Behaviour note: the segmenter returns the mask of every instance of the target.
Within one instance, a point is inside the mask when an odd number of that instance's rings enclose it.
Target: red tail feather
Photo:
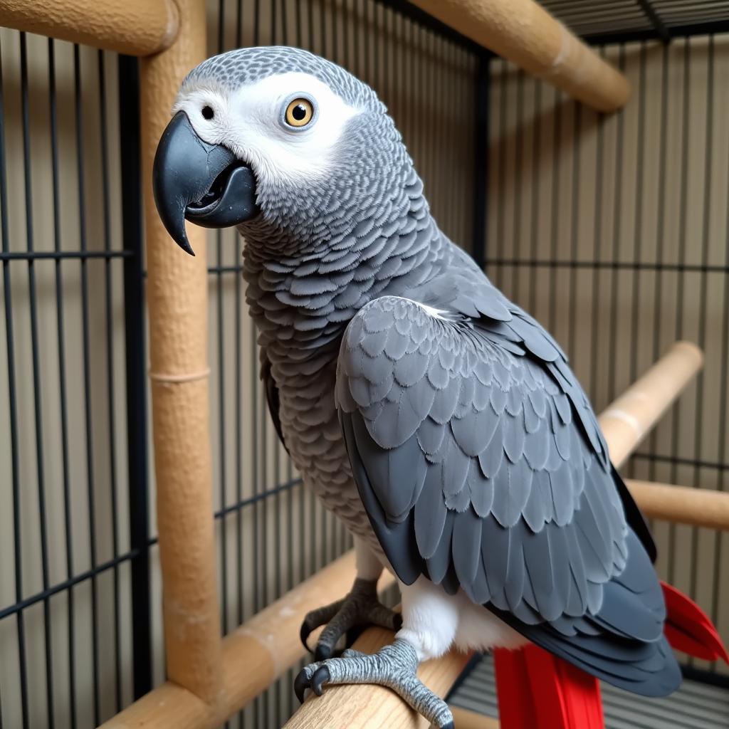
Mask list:
[[[663,634],[671,646],[697,658],[721,658],[729,663],[729,654],[709,616],[676,588],[666,582],[660,586],[667,612]]]
[[[536,645],[494,652],[502,729],[603,729],[600,685]]]

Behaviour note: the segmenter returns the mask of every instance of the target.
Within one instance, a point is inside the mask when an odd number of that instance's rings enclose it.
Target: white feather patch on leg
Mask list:
[[[413,646],[418,660],[442,655],[451,647],[458,629],[458,601],[423,577],[412,585],[399,585],[402,628],[395,637]]]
- - - -
▶ Requirements: Please format the records above as a two-column CSV headed input and output, one row per record, with the record's text under input and its answer under output. Quote each field, replace line breaks with spaces, and leave out the pictures.

▶ Written response:
input,output
"Behaviour note: the segmenter returns the mask of every instance of the target. Within one instance, a point is inside the mask when an odd number of that instance's rings enclose it. Target: red tail feather Photo: Mask list:","[[[663,634],[671,646],[697,658],[721,658],[729,663],[729,654],[709,616],[676,588],[666,582],[660,586],[667,612]]] [[[536,645],[494,652],[502,729],[603,729],[600,685]]]"
"Behaviour note: the segmenter returns the mask of every instance of the target. Within one instance, a point is inside the mask when an odd number of that instance's rings enclose it. Target: white feather patch on leg Mask list:","[[[413,646],[418,660],[442,655],[451,647],[458,629],[458,601],[423,577],[412,585],[399,585],[402,628],[395,637]]]"